### [Aim of the exercise]
Write out the following listing in full, exactly as it reads.

### [Data extracts]
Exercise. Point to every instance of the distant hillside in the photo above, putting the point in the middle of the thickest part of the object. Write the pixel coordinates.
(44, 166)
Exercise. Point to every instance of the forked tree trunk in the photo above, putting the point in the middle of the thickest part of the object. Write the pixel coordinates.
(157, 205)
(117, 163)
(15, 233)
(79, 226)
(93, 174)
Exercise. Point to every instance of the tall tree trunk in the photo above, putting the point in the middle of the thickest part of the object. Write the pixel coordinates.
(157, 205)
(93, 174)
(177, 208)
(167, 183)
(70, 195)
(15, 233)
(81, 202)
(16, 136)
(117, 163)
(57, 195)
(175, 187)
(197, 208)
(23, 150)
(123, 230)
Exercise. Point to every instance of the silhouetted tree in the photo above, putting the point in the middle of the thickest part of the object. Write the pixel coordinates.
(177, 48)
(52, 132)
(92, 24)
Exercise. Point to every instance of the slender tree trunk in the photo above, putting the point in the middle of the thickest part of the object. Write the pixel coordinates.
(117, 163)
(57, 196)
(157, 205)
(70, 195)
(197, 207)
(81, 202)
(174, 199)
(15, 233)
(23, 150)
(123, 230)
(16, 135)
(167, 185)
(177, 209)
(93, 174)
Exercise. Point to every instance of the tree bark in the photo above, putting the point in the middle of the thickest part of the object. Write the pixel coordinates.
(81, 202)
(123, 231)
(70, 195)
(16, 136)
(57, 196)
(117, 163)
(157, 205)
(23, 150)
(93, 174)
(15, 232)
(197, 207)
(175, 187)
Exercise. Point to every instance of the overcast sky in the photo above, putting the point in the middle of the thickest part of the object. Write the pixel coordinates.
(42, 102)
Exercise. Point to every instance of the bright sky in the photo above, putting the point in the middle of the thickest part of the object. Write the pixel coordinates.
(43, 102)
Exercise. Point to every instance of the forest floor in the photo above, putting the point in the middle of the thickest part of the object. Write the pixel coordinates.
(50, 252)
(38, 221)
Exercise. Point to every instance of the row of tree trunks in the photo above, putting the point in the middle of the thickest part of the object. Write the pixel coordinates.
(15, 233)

### [Solution]
Exercise. Point to every instance of the distant hillside in the photo above, putting the point in the middle of the thickest part of the object. Write the pixel coordinates.
(44, 166)
Exercise. Point to every instance of the forked tree trunk in the photo above, putting the point in the middle of the thickest part of the object. Write the pixel coordinates.
(157, 205)
(117, 163)
(15, 233)
(79, 226)
(93, 174)
Exercise. Point to every instance of the tall tree trunk in the photo above, putting the point in the middle of the thickest part of the object. Write the pixel coordinates.
(157, 205)
(93, 174)
(177, 208)
(167, 183)
(70, 195)
(15, 233)
(81, 202)
(16, 136)
(117, 163)
(57, 195)
(175, 187)
(197, 208)
(23, 150)
(123, 230)
Exercise. Point to every instance of the silhouetted tree in the photo above, putting the point in the middle of the thickest part of the object. Write the pixel coordinates.
(177, 48)
(52, 132)
(92, 24)
Exercise. Point to every instance of the slender tree trunk in the photo above, putting the point in the middle of the thickest part of the object. Write the pixel coordinates.
(117, 163)
(57, 196)
(157, 205)
(70, 195)
(197, 207)
(81, 202)
(174, 199)
(15, 233)
(23, 150)
(123, 230)
(16, 135)
(167, 185)
(177, 209)
(93, 174)
Exercise. Point to every instance of the tree bark in the photo above, putting the point in the middle of the thickest part of the object. Write the pixel coordinates.
(81, 202)
(123, 231)
(70, 195)
(16, 136)
(57, 196)
(117, 163)
(157, 205)
(23, 150)
(93, 174)
(15, 232)
(197, 207)
(175, 187)
Exercise. Point to every instance of the overcast sky in the photo above, putting the point in the middle of the thickest part of the object. Write the pixel coordinates.
(42, 102)
Exercise. Point to every instance of the bright sky in the photo above, putting the point in the middle of the thickest part of the object. Write the pixel coordinates.
(43, 102)
Exercise. Point to every instance of the forest floor in the photo above, putting the point in the middle of the thickest part of the object. Write the pixel coordinates.
(50, 252)
(38, 221)
Exercise. Point to every instance of the row of tree trunks in the photo above, putting the point in the middle of the thickest part of the object. Write the pixel coordinates.
(15, 233)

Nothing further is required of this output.